Work request A: Translate this sentence from the Baylor research article into Spanish: "Research collaboration brings the best of many disciplines together to impact a problem and find a new solution."
Work request B: For each statement, say whether the Baylor research article supports it, answering yes or no and quoting the words that decide it. (i) Baylor's environmental health science program is the oldest of its kind in the nation. (ii) Kaitlyn Kelly presented her individual research project at the NEHA's annual education conference. (iii) Baylor students are never invited to collaborate on research before their junior year.
Work request C: Extend the Baylor research article past its last sentence.

Text section:

The University’s research initiatives long have reflected the Baylor community—one that embraces scientific exploration and encourages enriching mentorships between students and faculty—and Baylor’s Illuminate academic strategic plan is the avenue to continue cultivating academic endeavors and authentic mentorships between students and faculty.
Illuminate’s health initiative enhances research and experiential learning for students across a range of academic programs. One of these, environmental health science, supports students and faculty seeking solutions to the environmental and health challenges facing our world.
Baylor’s environmental health science program is the nation’s second-oldest of its kind and one of 30 programs accredited nationally. The program anticipates growth with additional opportunities for collaborative research with prominent and distinguished researchers at the University.
Dr. Bryan Brooks, Distinguished Professor of Environmental Science and Biomedical Studies, says such research opportunities are formative for faculty and students.
“Research is the purest form of teaching and mentoring,” Brooks says.
It is fitting that Brooks turns to students—many of whom are undergraduates—to partner in his pursuit of solving today’s environmental and health challenges.
“The research doesn’t happen without the students,” Brooks says. “In fact, the research is happening because of the students and for their benefit.”
Kaitlyn Kelly, BA ’18, has experienced the advantages of undergraduate research at Baylor. Entering her senior year, Kelly partnered with Brooks on a national research initiative called Understanding the Needs, Challenges, Opportunities, Vision and Emerging Roles in Environmental Health (UNCOVER EH). The project involves the Centers for Disease Control and Prevention and the National Environmental Health Association (NEHA), and it seeks to better understand the environmental health profession and public health departments through surveys and workshops.
Her work with Brooks led Kelly to assist with a workshop about UNCOVER EH at the NEHA headquarters in Denver. She also presented her individual research project
at the NEHA’s annual education conference in June.
“One of the things I love about Baylor is that we provide research opportunities for undergrads,” Kelly says. “It is important for undergrads to do research projects and work with professors, get experience in the lab, and use technology that they’re going to use in their careers.”
In many universities, undergraduates typically find fewer research positions available. However, Baylor continues to grow opportunities for collaborative student/professor research partnerships to exist. Students are sometimes invited to collaborate on research as early as their freshman or sophomore years.
Research collaboration brings the best of many disciplines together to impact a problem and find a new solution.
“We see the benefits of training students across these interdisciplinary spaces so that they are more prepared when they leave Baylor to be able to tackle some of the greatest challenges of environmental determinants of health,” Brooks says.
In Kelly’s case, research continues beyond Baylor. The UNCOVER EH research project with Brooks is ongoing.
“I still plan on working on it with him because I think it’s an important project, and I really love the topic,” Kelly says. “I don’t think it’s very common to continue the opportunity after graduation.”
Kelly says she will apply what she has learned from Brooks to her pursuit of a master’s degree in public health at the University of Washington in Seattle.

[Saved entries]
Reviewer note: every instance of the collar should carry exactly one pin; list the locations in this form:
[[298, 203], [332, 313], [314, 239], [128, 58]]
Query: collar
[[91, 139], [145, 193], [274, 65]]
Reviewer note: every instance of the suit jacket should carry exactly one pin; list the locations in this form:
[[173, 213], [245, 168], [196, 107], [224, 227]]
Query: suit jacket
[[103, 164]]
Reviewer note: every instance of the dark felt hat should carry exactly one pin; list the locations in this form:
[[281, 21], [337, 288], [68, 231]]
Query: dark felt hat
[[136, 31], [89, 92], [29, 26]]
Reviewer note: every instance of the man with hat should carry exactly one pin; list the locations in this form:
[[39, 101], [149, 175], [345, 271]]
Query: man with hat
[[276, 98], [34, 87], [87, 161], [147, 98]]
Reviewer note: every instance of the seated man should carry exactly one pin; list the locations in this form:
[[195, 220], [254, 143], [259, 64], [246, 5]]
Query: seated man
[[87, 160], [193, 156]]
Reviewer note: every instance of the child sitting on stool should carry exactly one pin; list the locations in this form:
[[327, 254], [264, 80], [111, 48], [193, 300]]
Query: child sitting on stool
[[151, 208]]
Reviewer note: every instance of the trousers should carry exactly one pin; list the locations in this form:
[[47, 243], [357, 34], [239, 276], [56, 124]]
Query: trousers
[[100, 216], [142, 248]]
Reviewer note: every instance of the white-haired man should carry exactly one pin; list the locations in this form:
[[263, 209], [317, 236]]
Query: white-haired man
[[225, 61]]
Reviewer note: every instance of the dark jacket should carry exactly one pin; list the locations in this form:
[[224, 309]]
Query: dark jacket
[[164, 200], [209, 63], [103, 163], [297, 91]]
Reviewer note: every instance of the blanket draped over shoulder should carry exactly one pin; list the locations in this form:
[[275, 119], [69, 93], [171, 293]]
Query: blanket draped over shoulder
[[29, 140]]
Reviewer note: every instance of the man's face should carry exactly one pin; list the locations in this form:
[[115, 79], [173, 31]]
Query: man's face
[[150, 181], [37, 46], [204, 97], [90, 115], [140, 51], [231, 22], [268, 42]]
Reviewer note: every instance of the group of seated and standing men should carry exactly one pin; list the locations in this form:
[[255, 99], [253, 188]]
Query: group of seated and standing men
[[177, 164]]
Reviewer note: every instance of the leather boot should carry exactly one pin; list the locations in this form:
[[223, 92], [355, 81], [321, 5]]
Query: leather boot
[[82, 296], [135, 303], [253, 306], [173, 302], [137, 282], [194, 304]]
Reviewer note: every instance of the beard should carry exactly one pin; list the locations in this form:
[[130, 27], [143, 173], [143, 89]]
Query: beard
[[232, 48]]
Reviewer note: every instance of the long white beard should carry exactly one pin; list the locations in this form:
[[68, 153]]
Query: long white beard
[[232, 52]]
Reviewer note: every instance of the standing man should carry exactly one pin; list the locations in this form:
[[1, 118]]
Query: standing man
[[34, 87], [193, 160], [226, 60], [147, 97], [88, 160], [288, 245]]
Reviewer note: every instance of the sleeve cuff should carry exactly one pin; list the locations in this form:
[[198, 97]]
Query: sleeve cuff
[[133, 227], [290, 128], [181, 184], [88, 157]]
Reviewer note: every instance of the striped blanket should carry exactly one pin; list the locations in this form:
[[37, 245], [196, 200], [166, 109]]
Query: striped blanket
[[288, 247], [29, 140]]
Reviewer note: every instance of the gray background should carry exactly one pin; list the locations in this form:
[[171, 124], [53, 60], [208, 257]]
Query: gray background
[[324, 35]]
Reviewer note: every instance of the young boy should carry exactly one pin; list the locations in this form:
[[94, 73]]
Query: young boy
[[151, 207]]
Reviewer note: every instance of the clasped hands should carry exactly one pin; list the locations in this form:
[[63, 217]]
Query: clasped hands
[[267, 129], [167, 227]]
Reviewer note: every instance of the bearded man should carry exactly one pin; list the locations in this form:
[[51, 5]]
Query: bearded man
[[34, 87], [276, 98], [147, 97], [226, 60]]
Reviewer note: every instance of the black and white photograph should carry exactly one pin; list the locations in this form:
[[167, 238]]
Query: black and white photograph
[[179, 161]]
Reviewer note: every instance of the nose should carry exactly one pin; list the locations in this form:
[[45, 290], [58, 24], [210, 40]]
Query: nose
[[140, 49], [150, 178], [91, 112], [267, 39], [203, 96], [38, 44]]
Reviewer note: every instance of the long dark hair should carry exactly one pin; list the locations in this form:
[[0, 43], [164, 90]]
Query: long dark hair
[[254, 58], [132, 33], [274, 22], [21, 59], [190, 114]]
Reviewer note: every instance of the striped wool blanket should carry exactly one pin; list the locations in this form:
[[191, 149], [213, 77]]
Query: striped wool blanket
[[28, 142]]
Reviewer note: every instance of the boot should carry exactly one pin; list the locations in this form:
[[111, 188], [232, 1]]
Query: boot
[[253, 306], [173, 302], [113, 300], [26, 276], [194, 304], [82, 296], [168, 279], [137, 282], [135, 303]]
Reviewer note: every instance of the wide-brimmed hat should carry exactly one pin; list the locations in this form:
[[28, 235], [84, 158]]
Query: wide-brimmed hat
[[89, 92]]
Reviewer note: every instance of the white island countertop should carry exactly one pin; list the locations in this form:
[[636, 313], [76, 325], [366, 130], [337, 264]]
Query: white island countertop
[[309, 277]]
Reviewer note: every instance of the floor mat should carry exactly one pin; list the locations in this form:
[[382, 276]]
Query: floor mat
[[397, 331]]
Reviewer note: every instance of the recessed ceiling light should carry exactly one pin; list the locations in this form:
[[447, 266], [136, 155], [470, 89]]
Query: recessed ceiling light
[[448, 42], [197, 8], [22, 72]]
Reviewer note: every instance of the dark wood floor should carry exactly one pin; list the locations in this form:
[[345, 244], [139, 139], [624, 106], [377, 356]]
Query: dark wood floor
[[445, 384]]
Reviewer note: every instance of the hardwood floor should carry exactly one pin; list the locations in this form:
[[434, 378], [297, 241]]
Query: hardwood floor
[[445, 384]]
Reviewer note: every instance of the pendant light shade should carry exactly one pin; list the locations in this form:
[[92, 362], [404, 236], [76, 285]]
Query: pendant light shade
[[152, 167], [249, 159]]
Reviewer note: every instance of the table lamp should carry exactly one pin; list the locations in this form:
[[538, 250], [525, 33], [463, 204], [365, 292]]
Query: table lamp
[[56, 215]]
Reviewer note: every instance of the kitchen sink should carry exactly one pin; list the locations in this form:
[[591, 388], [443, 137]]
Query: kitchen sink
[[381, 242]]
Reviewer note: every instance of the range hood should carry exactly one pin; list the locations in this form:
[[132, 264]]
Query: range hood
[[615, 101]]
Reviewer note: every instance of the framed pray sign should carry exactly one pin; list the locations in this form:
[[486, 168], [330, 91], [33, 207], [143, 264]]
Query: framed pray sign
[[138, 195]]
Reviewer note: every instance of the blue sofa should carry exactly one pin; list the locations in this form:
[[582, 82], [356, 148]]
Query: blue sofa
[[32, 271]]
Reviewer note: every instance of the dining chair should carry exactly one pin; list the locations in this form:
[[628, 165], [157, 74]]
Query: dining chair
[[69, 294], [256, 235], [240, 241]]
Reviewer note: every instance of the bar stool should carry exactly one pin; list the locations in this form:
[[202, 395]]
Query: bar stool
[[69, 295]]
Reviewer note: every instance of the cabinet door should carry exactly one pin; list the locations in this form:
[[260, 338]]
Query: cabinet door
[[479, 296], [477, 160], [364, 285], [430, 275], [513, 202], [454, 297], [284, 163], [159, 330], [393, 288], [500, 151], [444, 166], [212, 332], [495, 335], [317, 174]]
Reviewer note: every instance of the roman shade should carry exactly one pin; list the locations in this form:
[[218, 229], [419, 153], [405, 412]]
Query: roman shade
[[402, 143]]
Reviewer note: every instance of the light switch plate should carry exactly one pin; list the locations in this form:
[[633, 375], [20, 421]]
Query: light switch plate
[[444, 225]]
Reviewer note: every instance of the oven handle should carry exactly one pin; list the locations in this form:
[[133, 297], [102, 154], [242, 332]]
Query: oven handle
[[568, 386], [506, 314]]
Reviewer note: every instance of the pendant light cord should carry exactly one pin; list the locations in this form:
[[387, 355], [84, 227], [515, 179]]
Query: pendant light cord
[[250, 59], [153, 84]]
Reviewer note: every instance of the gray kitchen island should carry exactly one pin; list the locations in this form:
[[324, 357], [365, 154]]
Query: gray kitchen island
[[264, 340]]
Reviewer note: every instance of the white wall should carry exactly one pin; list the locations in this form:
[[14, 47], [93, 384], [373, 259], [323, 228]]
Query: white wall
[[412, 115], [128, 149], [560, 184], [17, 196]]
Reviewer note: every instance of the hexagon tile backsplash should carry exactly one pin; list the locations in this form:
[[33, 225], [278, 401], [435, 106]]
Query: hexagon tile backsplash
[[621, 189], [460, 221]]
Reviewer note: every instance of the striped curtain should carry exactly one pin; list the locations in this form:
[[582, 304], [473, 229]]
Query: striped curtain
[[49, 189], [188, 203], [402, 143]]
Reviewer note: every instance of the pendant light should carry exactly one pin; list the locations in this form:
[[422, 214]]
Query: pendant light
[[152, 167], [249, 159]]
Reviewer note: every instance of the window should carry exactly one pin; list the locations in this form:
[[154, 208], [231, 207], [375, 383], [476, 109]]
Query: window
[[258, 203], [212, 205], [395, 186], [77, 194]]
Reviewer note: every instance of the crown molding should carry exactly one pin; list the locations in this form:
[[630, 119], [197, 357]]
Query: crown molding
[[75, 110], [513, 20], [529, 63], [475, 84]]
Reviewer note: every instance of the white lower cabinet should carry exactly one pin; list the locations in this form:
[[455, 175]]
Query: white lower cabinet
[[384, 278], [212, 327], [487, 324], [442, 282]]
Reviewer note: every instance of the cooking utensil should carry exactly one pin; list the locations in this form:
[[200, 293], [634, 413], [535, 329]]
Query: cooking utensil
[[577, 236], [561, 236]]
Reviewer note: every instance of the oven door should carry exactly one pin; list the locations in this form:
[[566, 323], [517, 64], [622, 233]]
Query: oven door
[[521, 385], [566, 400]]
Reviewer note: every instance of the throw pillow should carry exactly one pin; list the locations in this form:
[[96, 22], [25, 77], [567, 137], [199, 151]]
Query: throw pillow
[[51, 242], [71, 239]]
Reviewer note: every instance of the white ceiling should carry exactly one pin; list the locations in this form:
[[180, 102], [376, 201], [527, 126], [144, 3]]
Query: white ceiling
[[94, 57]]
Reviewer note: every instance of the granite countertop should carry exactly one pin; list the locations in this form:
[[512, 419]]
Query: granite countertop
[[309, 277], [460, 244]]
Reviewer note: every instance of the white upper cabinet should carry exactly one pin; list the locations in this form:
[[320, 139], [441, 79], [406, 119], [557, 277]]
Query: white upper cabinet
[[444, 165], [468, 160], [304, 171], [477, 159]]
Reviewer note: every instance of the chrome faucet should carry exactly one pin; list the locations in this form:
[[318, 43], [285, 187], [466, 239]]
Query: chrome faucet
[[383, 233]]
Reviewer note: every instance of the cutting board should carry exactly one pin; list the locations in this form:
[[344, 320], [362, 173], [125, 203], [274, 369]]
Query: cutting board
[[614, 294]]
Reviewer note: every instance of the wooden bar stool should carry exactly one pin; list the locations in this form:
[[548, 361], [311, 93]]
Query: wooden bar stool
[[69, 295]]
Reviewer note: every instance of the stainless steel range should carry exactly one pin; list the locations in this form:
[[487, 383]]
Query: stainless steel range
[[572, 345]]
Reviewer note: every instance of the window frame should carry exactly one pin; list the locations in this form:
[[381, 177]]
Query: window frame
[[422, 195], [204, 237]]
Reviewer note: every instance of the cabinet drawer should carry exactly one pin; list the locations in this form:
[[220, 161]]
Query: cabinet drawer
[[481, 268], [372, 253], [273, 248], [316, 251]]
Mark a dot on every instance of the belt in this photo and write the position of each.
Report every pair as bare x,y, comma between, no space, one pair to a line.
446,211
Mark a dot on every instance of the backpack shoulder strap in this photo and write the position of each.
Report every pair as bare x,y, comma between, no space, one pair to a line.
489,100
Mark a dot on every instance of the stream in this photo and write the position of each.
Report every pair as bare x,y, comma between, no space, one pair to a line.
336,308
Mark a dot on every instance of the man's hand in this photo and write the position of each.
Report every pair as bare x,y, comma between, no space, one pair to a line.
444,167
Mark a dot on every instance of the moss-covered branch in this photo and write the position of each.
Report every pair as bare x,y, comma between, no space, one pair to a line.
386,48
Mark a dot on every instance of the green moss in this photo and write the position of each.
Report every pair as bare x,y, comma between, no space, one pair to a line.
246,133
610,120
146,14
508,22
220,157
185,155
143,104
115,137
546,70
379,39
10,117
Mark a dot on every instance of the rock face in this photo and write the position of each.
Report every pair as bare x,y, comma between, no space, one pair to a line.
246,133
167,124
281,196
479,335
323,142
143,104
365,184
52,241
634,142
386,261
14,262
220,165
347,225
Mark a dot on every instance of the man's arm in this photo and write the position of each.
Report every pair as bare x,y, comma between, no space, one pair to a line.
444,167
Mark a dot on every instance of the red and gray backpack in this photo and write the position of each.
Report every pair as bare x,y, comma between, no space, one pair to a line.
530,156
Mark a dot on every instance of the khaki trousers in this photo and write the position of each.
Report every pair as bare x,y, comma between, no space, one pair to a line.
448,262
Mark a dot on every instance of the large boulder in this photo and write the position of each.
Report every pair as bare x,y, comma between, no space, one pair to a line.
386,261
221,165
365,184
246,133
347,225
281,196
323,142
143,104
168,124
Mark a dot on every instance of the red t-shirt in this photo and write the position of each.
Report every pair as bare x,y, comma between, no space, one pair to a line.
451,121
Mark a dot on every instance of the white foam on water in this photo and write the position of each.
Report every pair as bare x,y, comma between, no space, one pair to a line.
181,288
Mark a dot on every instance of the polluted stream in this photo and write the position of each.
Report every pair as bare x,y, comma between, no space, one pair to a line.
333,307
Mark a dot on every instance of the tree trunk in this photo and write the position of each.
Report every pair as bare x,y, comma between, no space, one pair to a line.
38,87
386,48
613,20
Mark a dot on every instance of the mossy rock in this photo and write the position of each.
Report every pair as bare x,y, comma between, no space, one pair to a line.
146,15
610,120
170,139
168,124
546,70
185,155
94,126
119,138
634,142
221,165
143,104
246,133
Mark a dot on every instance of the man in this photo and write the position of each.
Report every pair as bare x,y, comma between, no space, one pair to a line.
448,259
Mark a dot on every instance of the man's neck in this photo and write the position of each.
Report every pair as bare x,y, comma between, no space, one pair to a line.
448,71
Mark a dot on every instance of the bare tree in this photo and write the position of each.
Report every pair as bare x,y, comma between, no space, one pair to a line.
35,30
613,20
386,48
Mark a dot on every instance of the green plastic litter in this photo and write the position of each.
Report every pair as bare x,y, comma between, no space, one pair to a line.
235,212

Exercise answer A: La colaboración en la investigación reúne lo mejor de muchas disciplinas para incidir en un problema y encontrar una nueva solución.

Exercise answer B:
(i) No: "Baylor’s environmental health science program is the nation’s second-oldest of its kind."
(ii) Yes: "She also presented her individual research project at the NEHA’s annual education conference in June."
(iii) No: "Students are sometimes invited to collaborate on research as early as their freshman or sophomore years."

Exercise answer C:
“He lets you do the research and take the lead, which gives you the opportunity to learn how to research and to think critically, developing the passion for asking questions and solving problems,” Kelly says.
The mentoring relationship between Kelly and Brooks will be a lifelong connection.
“Working with students is humbling,” Brooks says. “It’s exciting. It’s gratifying. A five- to 15-minute conversation with a student can change the course of their life. That is very humbling.”
He says such work and conversations underscore why Illuminate seeks to preserve and enhance opportunities to engage students in research.
“Being able to align our interests of committing ourselves to our students at undergraduate and graduate levels, is something that is part of the fabric of Baylor,” Brooks says. “My role is to celebrate their successes, to support their development. Sometimes they don’t always like the advice that we give them, but it’s intended for their personal, professional and intellectual benefit.”
This is a benefit Kelly says she’s experienced at Baylor.
“Our professors are so invested,” she says. “My advisor, Dr. Brooks, would be at a conference halfway across the world and would call me just because I needed something. They take the time to make sure you’re doing OK and that you’re being successful in your classes.”
Brooks says this opportunity to mentor students and collaborate on research is something that has come full circle for him.
“Being at this University that supports, facilitates and encourages that type of engagement, is meaningful to me because a world-class faculty member took the time to mentor me as an undergraduate,” Brooks says.
He adds that collaborative research invites students to apply their gifts, cultivate their calling and give to others.
“With this major of environmental health, I can see my call of protecting this Earth and serving other people, which is Baylor’s mission,” Kelly says.
Brooks agrees and says the health initiative aligns with the University’s mission to equip students.
“It’s been exciting to see and to be able to continue to expand and cultivate an environment where our students can flourish by engaging expertise across disciplines,” Brooks says. “The students are well-prepared to realize those opportunities. The University is supportive of those adventures.”